Reproduce the part of the items that opens with the line containing "outline <item>boat mast</item>" and closes at the end of the items, renaming "even-odd fill" to "even-odd rule" throughout and leaving everything else unchanged. Omit the pictures from your answer.

**Data entries**
[BEGIN]

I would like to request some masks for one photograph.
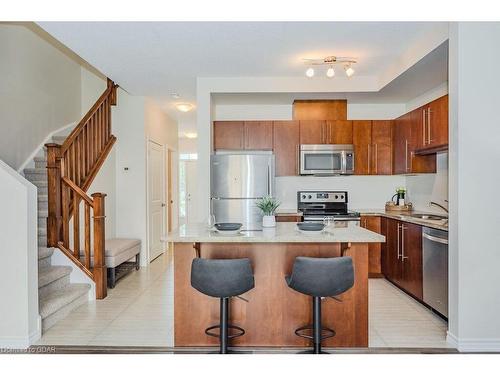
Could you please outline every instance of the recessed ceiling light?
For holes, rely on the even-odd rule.
[[[177,108],[181,112],[189,112],[193,109],[193,105],[190,103],[177,103],[175,105],[175,108]]]
[[[184,135],[186,136],[186,138],[189,138],[189,139],[193,139],[193,138],[197,138],[198,137],[198,133],[184,133]]]
[[[351,67],[351,64],[345,66],[345,74],[348,77],[351,77],[354,74],[354,69]]]

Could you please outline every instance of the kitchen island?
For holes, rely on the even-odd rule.
[[[332,228],[320,234],[303,234],[295,223],[277,223],[276,228],[224,236],[203,226],[181,226],[170,237],[174,255],[174,345],[176,347],[217,346],[205,328],[218,324],[219,301],[205,296],[190,284],[194,257],[210,259],[249,258],[255,288],[232,298],[231,323],[246,334],[232,340],[233,346],[304,347],[309,340],[294,334],[311,323],[312,298],[288,288],[285,275],[292,271],[297,256],[353,259],[354,287],[339,298],[323,300],[323,325],[336,336],[325,347],[368,346],[368,244],[384,242],[382,235],[360,227]]]

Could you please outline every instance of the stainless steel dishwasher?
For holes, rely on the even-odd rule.
[[[424,302],[448,317],[448,232],[423,227]]]

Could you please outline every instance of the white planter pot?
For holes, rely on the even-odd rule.
[[[276,218],[274,215],[272,216],[264,216],[262,217],[262,226],[264,228],[273,228],[276,226]]]

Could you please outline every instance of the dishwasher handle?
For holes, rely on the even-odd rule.
[[[442,243],[444,245],[448,245],[448,240],[446,238],[431,236],[430,234],[427,234],[427,233],[422,233],[422,237],[427,238],[429,241],[432,241],[432,242],[439,242],[439,243]]]

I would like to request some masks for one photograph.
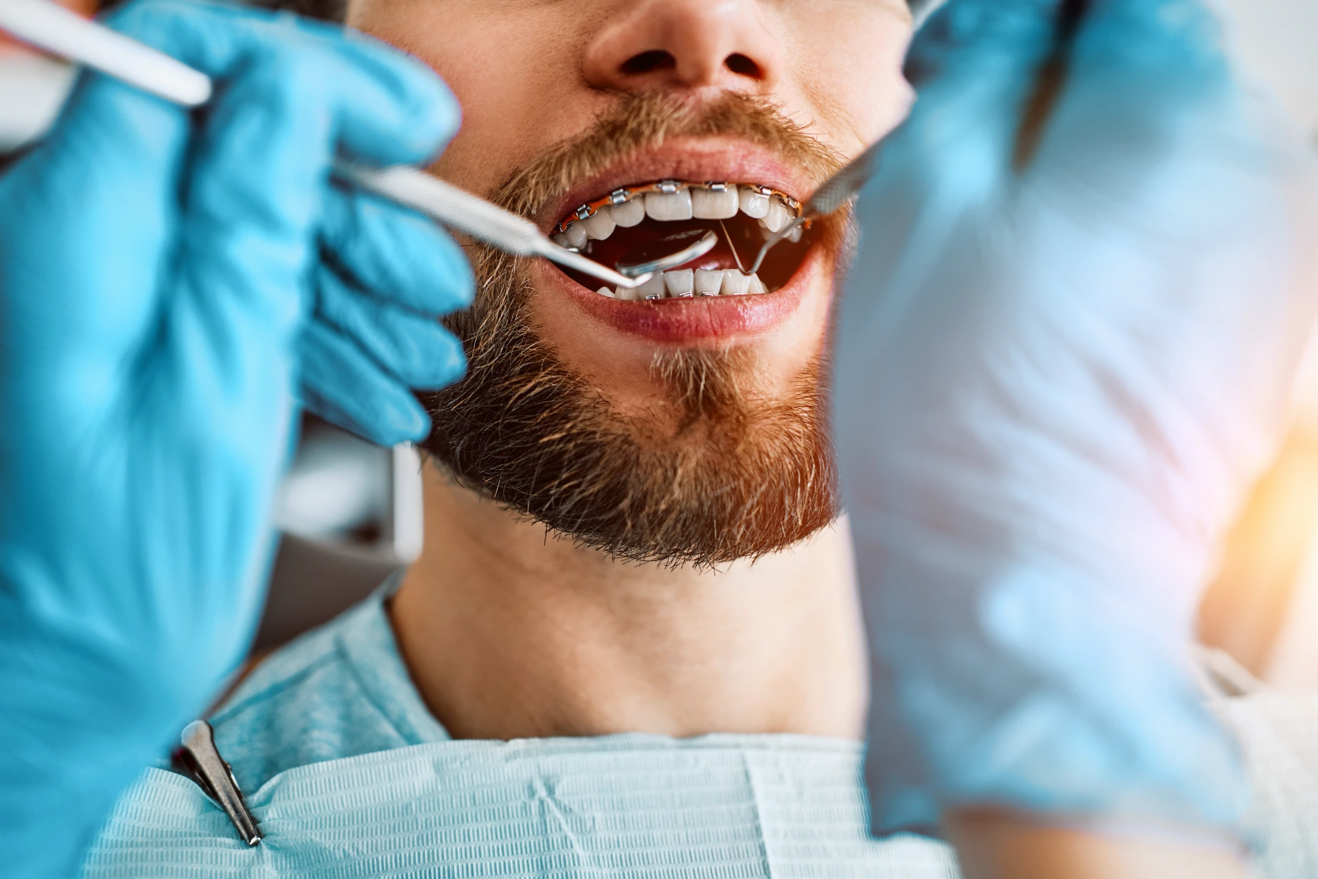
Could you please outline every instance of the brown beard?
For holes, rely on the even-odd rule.
[[[493,200],[525,216],[626,153],[680,134],[737,134],[817,179],[838,157],[754,99],[692,109],[668,96],[627,98],[590,132],[523,169]],[[841,241],[840,228],[820,246]],[[634,561],[712,565],[797,543],[838,510],[826,405],[813,358],[786,395],[757,390],[746,348],[655,356],[666,411],[616,412],[563,365],[532,324],[522,266],[468,248],[472,308],[447,320],[467,348],[467,377],[419,394],[434,430],[422,444],[460,485],[580,544]],[[821,347],[822,348],[822,347]]]

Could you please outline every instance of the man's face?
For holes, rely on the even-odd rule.
[[[471,248],[481,286],[455,322],[471,372],[424,398],[431,451],[623,557],[724,561],[826,525],[818,376],[841,223],[784,241],[757,277],[738,262],[905,115],[905,0],[352,0],[348,22],[457,95],[443,178],[610,266],[675,232],[718,236],[642,299]]]

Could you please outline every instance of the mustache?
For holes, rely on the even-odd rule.
[[[735,137],[776,153],[816,182],[846,158],[788,119],[772,101],[725,94],[712,101],[662,92],[627,94],[585,132],[560,141],[489,195],[500,207],[538,219],[546,204],[642,149],[681,137]]]

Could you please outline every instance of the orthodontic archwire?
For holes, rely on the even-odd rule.
[[[50,0],[0,1],[0,30],[182,107],[200,107],[214,92],[211,78],[202,71]],[[420,169],[377,169],[339,161],[333,170],[347,182],[415,208],[506,253],[544,257],[627,289],[650,279],[650,275],[629,278],[568,250],[551,241],[532,221]]]
[[[735,183],[725,183],[720,181],[708,181],[705,183],[688,183],[684,181],[658,181],[656,183],[646,183],[643,186],[623,186],[613,190],[608,195],[598,198],[593,202],[587,202],[577,207],[575,211],[563,217],[556,227],[550,232],[550,235],[563,235],[567,232],[568,225],[576,223],[577,220],[589,220],[592,216],[598,213],[602,208],[617,207],[619,204],[626,204],[627,202],[645,196],[650,192],[656,195],[672,195],[683,190],[708,190],[710,192],[724,192],[729,186],[737,186]],[[793,199],[787,192],[780,192],[770,186],[754,186],[758,195],[766,198],[778,198],[784,206],[787,206],[792,212],[800,213],[801,203]]]

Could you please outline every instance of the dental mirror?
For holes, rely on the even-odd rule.
[[[667,271],[705,256],[718,244],[708,229],[687,229],[656,239],[618,260],[617,269],[629,278]]]

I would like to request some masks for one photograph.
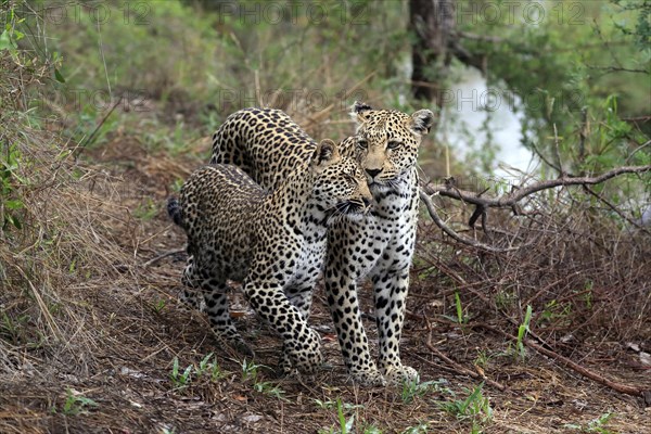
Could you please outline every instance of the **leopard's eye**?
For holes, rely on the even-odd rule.
[[[357,182],[357,179],[355,178],[355,174],[344,174],[344,178],[348,182]]]

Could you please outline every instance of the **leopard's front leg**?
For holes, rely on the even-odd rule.
[[[308,326],[298,308],[290,303],[282,285],[247,279],[244,294],[253,309],[281,335],[283,350],[292,366],[302,372],[314,373],[323,363],[321,337]],[[286,358],[284,355],[281,357],[282,360]]]
[[[409,268],[373,275],[375,322],[380,346],[380,367],[390,384],[418,379],[416,369],[400,361],[400,336],[409,291]]]
[[[354,263],[344,265],[342,251],[329,248],[326,266],[326,293],[348,374],[356,383],[384,385],[385,381],[371,357],[357,297]]]

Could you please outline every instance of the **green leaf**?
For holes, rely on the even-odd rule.
[[[13,51],[16,49],[14,41],[9,37],[9,33],[7,30],[0,34],[0,50],[9,50]]]
[[[63,78],[63,75],[61,75],[56,68],[54,68],[54,78],[56,78],[56,81],[59,82],[65,82],[65,78]]]
[[[7,209],[20,209],[22,208],[23,205],[23,201],[17,201],[17,200],[11,200],[11,201],[5,201],[4,202],[4,207]]]

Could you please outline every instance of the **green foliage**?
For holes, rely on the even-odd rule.
[[[462,421],[472,422],[472,432],[481,432],[481,426],[490,422],[493,419],[493,409],[490,408],[490,400],[484,396],[482,388],[484,383],[481,383],[472,391],[465,390],[468,396],[462,399],[455,399],[452,401],[437,403],[439,408],[444,411],[455,416],[457,419]],[[450,391],[452,398],[456,394]]]
[[[613,417],[613,413],[603,413],[599,418],[591,420],[587,424],[578,423],[566,423],[563,426],[570,430],[577,430],[582,433],[598,433],[598,434],[613,434],[613,431],[607,429],[608,421]]]
[[[52,408],[52,412],[61,412],[65,416],[77,416],[77,414],[86,414],[90,408],[98,408],[99,404],[94,400],[87,398],[84,395],[80,395],[74,392],[72,388],[67,388],[65,393],[65,401],[63,403],[63,407],[56,409],[56,407]]]
[[[179,370],[179,358],[174,358],[169,379],[171,380],[171,385],[175,390],[183,390],[190,385],[190,382],[192,381],[192,365],[188,365],[188,367],[181,372]]]
[[[315,399],[318,401],[318,399]],[[320,403],[320,401],[319,401]],[[344,409],[346,408],[345,404],[342,404],[341,398],[336,398],[334,403],[336,406],[336,417],[339,421],[340,429],[339,431],[334,427],[330,427],[328,430],[319,430],[319,434],[349,434],[353,433],[353,425],[355,424],[355,414],[352,414],[348,419],[344,413]]]
[[[209,353],[199,365],[188,365],[181,370],[178,357],[175,357],[171,363],[169,380],[175,391],[187,390],[191,384],[199,385],[201,382],[215,383],[227,375],[217,362],[217,358]]]
[[[0,228],[9,230],[12,226],[22,229],[21,210],[25,207],[18,188],[28,181],[18,175],[21,151],[15,144],[3,145],[0,155]]]
[[[403,384],[400,398],[403,399],[403,403],[411,404],[416,397],[422,397],[429,393],[449,391],[447,387],[443,387],[445,384],[447,384],[447,381],[443,379],[438,381],[424,381],[422,383],[419,383],[419,381],[414,379]]]
[[[518,328],[518,354],[520,358],[524,361],[526,358],[526,348],[524,347],[524,336],[527,332],[529,332],[529,323],[532,321],[532,306],[526,306],[526,312],[524,314],[524,320],[522,324]]]

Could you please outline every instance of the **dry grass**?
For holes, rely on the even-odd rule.
[[[18,76],[0,90],[22,91],[39,80],[27,71]],[[640,397],[616,394],[531,350],[523,361],[495,332],[516,333],[531,304],[532,331],[546,345],[609,378],[651,387],[649,367],[626,350],[633,341],[649,352],[649,244],[580,200],[559,196],[526,218],[494,216],[499,231],[492,243],[532,242],[500,255],[450,243],[423,218],[403,356],[423,380],[447,383],[414,396],[347,383],[320,289],[311,321],[332,369],[278,379],[260,367],[257,376],[245,375],[243,361],[216,342],[206,319],[176,302],[183,257],[144,266],[184,243],[163,205],[175,179],[201,162],[148,154],[138,138],[117,132],[77,158],[55,135],[30,128],[20,99],[11,101],[16,105],[3,111],[0,138],[3,156],[9,143],[20,151],[11,194],[24,203],[24,229],[0,232],[1,433],[328,432],[339,431],[337,399],[345,419],[355,417],[354,432],[422,425],[422,432],[468,433],[471,420],[442,409],[482,381],[459,367],[505,386],[483,388],[494,411],[480,423],[487,433],[590,432],[604,413],[613,414],[597,425],[604,432],[640,433],[651,424]],[[319,137],[330,128],[328,116],[298,117]],[[188,154],[205,154],[207,146],[194,143]],[[456,291],[467,323],[454,320]],[[365,312],[371,311],[368,295]],[[255,345],[255,362],[273,367],[278,340],[243,311],[238,321]],[[365,321],[374,340],[372,317]],[[196,372],[210,353],[206,361],[219,375],[191,374],[184,387],[170,379],[175,359],[181,372],[188,366]]]

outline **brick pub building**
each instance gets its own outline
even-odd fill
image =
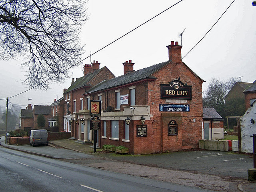
[[[84,107],[77,112],[71,112],[69,118],[76,128],[72,135],[79,140],[91,140],[89,101],[100,100],[100,147],[122,145],[132,154],[198,147],[202,138],[204,81],[181,61],[182,47],[172,41],[167,46],[168,61],[134,71],[134,64],[130,60],[123,63],[123,75],[86,88],[80,86],[84,92],[79,100],[84,101]],[[72,90],[70,87],[66,90],[64,97]],[[72,98],[71,101],[78,100]],[[146,120],[144,125],[142,118]],[[128,126],[127,119],[131,119]],[[78,123],[74,124],[76,120]]]

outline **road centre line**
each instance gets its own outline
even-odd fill
[[[207,156],[202,156],[202,157],[197,157],[197,158],[201,158],[201,157],[212,157],[213,156],[218,156],[219,155],[229,155],[230,154],[232,154],[230,153],[226,153],[225,154],[218,154],[217,155],[208,155]]]
[[[229,160],[224,160],[223,161],[232,161],[233,160],[239,160],[239,159],[247,159],[248,158],[248,157],[245,157],[244,158],[239,158],[239,159],[230,159]]]
[[[16,161],[16,162],[17,162],[18,163],[19,163],[20,164],[21,164],[22,165],[25,165],[25,166],[29,167],[29,165],[26,165],[26,164],[24,164],[24,163],[21,163],[20,162],[19,162],[18,161]]]
[[[46,171],[43,171],[42,170],[41,170],[40,169],[38,169],[38,171],[42,171],[42,172],[44,172],[44,173],[47,173],[48,174],[49,174],[49,175],[52,175],[53,176],[55,176],[55,177],[58,177],[59,178],[60,178],[61,179],[62,178],[62,177],[60,177],[60,176],[58,176],[58,175],[54,175],[53,174],[52,174],[51,173],[48,173],[48,172],[46,172]]]
[[[82,187],[86,187],[86,188],[88,188],[88,189],[91,189],[92,190],[93,190],[94,191],[97,191],[98,192],[104,192],[103,191],[101,191],[100,190],[98,190],[98,189],[94,189],[94,188],[92,188],[92,187],[89,187],[89,186],[86,186],[86,185],[84,185],[82,184],[80,184],[79,185]]]

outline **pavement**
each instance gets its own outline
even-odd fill
[[[244,172],[247,172],[247,168],[242,167],[237,168],[232,162],[232,167],[235,167],[235,171],[239,172],[243,169],[242,172],[244,172],[244,174],[235,177],[230,175],[231,170],[228,173],[229,171],[222,168],[220,169],[222,170],[221,172],[218,169],[218,165],[212,165],[212,163],[212,163],[214,162],[214,158],[229,156],[232,157],[231,160],[238,161],[238,164],[241,164],[242,162],[247,163],[246,166],[248,166],[248,164],[250,165],[252,160],[251,158],[244,155],[226,152],[203,151],[145,155],[121,155],[106,152],[100,148],[97,149],[97,153],[94,153],[92,144],[83,144],[76,142],[74,140],[50,141],[48,146],[33,147],[29,144],[9,145],[4,143],[3,137],[1,139],[2,146],[72,163],[200,188],[208,190],[209,191],[256,191],[256,182],[250,182],[246,178]],[[200,155],[204,156],[199,156]],[[198,159],[202,159],[202,160],[205,161],[204,162],[208,161],[208,160],[206,161],[204,157],[206,156],[210,157],[210,159],[210,159],[212,162],[210,167],[208,167],[206,164],[202,166],[202,162],[200,161],[192,163]],[[198,158],[200,157],[202,158]],[[182,160],[181,160],[181,159]],[[198,164],[198,166],[196,164]],[[225,174],[226,172],[227,174]]]

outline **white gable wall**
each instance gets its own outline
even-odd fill
[[[255,121],[251,123],[252,118]],[[242,152],[253,152],[253,139],[251,135],[256,134],[256,102],[250,107],[241,118],[241,139]]]

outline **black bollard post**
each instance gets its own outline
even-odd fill
[[[93,152],[96,153],[97,152],[97,130],[94,129],[93,130]]]
[[[253,168],[256,168],[256,134],[250,136],[253,137]]]

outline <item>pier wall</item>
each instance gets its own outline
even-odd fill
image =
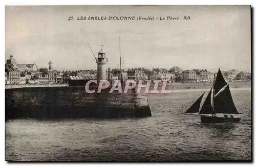
[[[6,119],[151,116],[146,96],[127,93],[87,93],[84,87],[37,87],[5,90]],[[96,89],[97,90],[97,89]]]

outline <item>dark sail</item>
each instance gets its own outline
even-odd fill
[[[200,108],[200,104],[202,101],[202,99],[203,98],[203,96],[204,94],[204,92],[203,92],[203,94],[202,94],[199,98],[191,106],[191,107],[188,108],[188,109],[184,113],[196,113],[199,112],[199,108]]]
[[[227,85],[214,99],[214,112],[220,113],[238,114]]]
[[[200,114],[212,114],[213,110],[212,107],[211,106],[211,103],[210,102],[210,97],[211,96],[211,90],[212,89],[212,87],[210,88],[210,91],[209,93],[208,93],[207,97],[204,101],[204,104],[202,106],[202,108],[201,109],[200,112],[199,112]]]
[[[216,95],[219,91],[224,87],[227,83],[225,81],[220,69],[219,69],[219,71],[217,73],[217,76],[216,76],[216,80],[215,83],[214,84],[214,95]]]

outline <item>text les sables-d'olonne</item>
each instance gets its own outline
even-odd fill
[[[182,18],[174,16],[69,16],[69,20],[190,20],[189,16],[184,16]]]

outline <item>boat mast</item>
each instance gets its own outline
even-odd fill
[[[212,91],[212,110],[214,112],[214,84],[215,84],[215,74],[214,74],[214,88]]]
[[[120,59],[120,76],[121,82],[122,82],[122,62],[121,60],[121,38],[120,36],[119,36],[119,53],[120,53],[119,59]]]

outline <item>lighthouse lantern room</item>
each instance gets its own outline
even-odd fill
[[[103,45],[101,46],[100,50],[98,54],[98,60],[97,64],[98,65],[97,78],[98,81],[101,80],[106,80],[106,66],[105,64],[109,62],[109,60],[106,58],[105,52],[102,50]]]

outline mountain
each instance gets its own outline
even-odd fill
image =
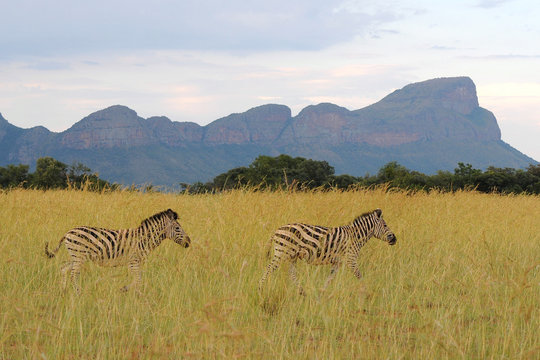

[END]

**Answer for the task**
outline <item>boat mast</item>
each instance gets its own outline
even-odd rule
[[[212,91],[212,110],[214,112],[214,84],[215,84],[215,74],[214,74],[214,88]]]
[[[120,59],[120,76],[121,82],[122,82],[122,62],[121,60],[121,38],[120,36],[119,36],[119,53],[120,53],[119,59]]]

outline <item>lighthouse lantern room</item>
each instance gets its own outline
even-odd rule
[[[103,45],[101,46],[100,50],[98,54],[98,60],[97,64],[98,65],[97,78],[98,81],[101,80],[106,80],[106,66],[105,64],[109,62],[109,60],[106,58],[105,52],[102,50]]]

outline mountain
each instance gets its own outline
even-odd rule
image =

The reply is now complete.